#### PROBLEM TO SOLVE:
The response must consist of all the records, retyped exactly.

#### AVAILABLE DATA:
********
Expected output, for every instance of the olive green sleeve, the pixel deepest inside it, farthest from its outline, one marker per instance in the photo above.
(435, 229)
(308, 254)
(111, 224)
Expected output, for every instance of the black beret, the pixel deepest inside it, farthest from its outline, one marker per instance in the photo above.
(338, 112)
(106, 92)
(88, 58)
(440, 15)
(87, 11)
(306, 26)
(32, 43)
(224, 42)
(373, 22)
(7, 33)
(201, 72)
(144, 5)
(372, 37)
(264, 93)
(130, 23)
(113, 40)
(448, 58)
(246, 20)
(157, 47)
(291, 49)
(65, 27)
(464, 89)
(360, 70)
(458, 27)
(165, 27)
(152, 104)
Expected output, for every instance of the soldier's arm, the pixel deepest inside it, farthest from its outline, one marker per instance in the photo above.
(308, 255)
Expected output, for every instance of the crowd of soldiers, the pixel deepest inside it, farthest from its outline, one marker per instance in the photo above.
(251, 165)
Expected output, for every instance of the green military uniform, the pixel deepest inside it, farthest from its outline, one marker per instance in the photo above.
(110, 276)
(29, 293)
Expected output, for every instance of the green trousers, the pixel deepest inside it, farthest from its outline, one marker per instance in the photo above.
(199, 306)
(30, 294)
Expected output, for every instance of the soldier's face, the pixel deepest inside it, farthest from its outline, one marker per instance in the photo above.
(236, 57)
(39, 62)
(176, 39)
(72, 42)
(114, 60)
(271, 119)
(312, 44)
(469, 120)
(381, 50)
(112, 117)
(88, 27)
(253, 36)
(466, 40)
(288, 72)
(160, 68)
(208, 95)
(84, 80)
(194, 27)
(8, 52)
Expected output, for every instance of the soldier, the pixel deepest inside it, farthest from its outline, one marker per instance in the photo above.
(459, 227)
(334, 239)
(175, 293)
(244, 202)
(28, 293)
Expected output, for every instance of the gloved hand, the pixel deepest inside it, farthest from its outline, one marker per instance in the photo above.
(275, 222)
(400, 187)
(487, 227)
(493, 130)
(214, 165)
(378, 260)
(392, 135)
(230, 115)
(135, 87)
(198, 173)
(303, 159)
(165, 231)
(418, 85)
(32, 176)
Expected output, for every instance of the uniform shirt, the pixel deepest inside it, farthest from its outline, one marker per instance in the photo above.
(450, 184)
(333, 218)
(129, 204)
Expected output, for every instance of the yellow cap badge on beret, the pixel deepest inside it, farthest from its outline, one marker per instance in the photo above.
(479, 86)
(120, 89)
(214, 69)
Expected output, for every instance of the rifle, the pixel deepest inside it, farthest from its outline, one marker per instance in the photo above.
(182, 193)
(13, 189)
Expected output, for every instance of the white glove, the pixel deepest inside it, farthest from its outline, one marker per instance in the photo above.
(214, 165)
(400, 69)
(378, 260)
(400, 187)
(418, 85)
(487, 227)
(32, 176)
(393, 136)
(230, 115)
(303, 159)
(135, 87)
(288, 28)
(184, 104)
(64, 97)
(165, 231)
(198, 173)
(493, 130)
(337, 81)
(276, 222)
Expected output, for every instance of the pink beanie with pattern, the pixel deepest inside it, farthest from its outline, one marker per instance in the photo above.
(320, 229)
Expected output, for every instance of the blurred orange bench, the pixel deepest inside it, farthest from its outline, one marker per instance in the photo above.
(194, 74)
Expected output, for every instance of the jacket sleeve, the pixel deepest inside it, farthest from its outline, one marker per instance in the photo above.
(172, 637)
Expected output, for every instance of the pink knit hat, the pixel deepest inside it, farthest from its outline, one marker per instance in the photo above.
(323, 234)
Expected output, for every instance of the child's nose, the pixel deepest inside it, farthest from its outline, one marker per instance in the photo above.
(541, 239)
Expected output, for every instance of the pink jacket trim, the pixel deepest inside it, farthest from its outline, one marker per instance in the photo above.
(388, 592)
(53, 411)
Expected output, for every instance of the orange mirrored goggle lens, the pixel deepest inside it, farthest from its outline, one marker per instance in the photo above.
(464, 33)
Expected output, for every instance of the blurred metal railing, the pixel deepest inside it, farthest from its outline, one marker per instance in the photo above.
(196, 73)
********
#### EXERCISE RESULT:
Expected output, for every instance of the olive green sleeve, the pixel deepest inside it, farthest from its outline, one marker per instance in the photo above.
(435, 229)
(308, 254)
(111, 224)
Expected output, for every instance of the black beret, the pixel deepest inside it, farthest from its outline, one marker per instance in the photo above.
(338, 112)
(106, 92)
(88, 58)
(440, 15)
(87, 11)
(306, 26)
(32, 43)
(224, 42)
(373, 22)
(7, 33)
(201, 72)
(144, 5)
(372, 37)
(264, 93)
(130, 23)
(113, 40)
(448, 58)
(246, 20)
(157, 47)
(291, 49)
(65, 27)
(464, 89)
(360, 70)
(458, 27)
(165, 27)
(152, 104)
Expected output, for every instance of the soldier's arm, the pixel deepest inside it, farthest from its outline, one marker per instance in the photo above.
(308, 255)
Expected output, for every instance of the crowd of soldiers, the pixel deepest inside it, farthest from its outline, one marker per instance in the photo above.
(251, 165)
Expected output, for every instance of the green military uniform, the pixel deepest inside it, farthest from its outline, one marker per instance in the photo above.
(110, 276)
(29, 293)
Expected output, for every instance of the green trousers, the pixel deepest inside it, farthest from its outline, one marker per instance in the photo above.
(199, 306)
(30, 294)
Expected output, for every instance of the soldier's face, the pixel deepest inside it, farthest from its outline, one marker per instance in the photo above.
(236, 57)
(39, 62)
(176, 39)
(72, 42)
(114, 60)
(271, 119)
(312, 44)
(469, 120)
(381, 50)
(112, 117)
(88, 27)
(253, 36)
(466, 40)
(288, 72)
(160, 68)
(208, 95)
(84, 80)
(194, 27)
(8, 52)
Expected output, for every instance of the soldier, the pixel deepest inside it, farthest from its outline, one marker per instance in the photo above.
(459, 227)
(334, 239)
(175, 293)
(244, 202)
(28, 293)
Expected output, for every instance of the gloved hand, the pixel deepest inside it, farthest from its outline, one marker per instance in the photo above.
(275, 222)
(400, 187)
(487, 227)
(493, 130)
(214, 165)
(378, 260)
(392, 135)
(230, 115)
(135, 87)
(198, 173)
(303, 159)
(165, 231)
(418, 85)
(32, 176)
Expected output, for every instance of the uniform shirt, the pixel deepest inside it, farthest from its outline, one marker per instance in the photo above.
(450, 184)
(333, 218)
(129, 204)
Expected output, for every instance of the yellow cap badge on beret, the pixel deepest inside it, farthest from its outline, one marker per instance in the photo above.
(479, 86)
(120, 89)
(214, 69)
Expected output, for every instance of the rifle, the pixel deepest inside it, farthest from its outline, one marker per instance in the photo above.
(182, 193)
(13, 189)
Expected output, for every instance of the white glove, the pixel deepest inside it, farthest from its outline, one marker per instance in the photo above.
(214, 165)
(400, 69)
(378, 260)
(400, 187)
(418, 85)
(487, 227)
(32, 176)
(393, 136)
(230, 115)
(303, 159)
(135, 87)
(288, 28)
(184, 104)
(64, 97)
(165, 231)
(198, 173)
(493, 130)
(337, 81)
(276, 222)
Expected output, for every instance of the pink beanie with pattern, the pixel deepest inside it, farthest from its outline, one marker per instance in the photo above.
(320, 229)
Expected output, for every instance of the blurred orange bench, the pixel deepest inside it, farthest from its outline, one marker per instance in the photo above.
(194, 74)
Expected output, for every instance of the jacket sleeve, the pixel deepest inside it, farthest from its outline, one marker per instance in the photo above.
(172, 637)
Expected output, for every instance of the pink knit hat, the pixel deepest inside it, farthest from its outline, one marker per instance in the photo above.
(323, 234)
Expected output, for every instance of the child's nose, the pixel deepest inside it, farthest from its outline, one marker per instance in the photo above.
(541, 239)
Expected output, for every instance of the pink jacket trim, the pixel deepest inside it, farthest from its outline, one marker per instance in the photo above.
(388, 592)
(53, 411)
Expected output, for every instance of the orange mirrored goggle lens, the pixel deepest inside it, farthest from its outline, one marker per instance in the photo above.
(464, 33)
Expected output, for every instance of the blurred metal railing, the pixel deepest inside it, farthest from its outline, one marker per instance in the photo above.
(196, 73)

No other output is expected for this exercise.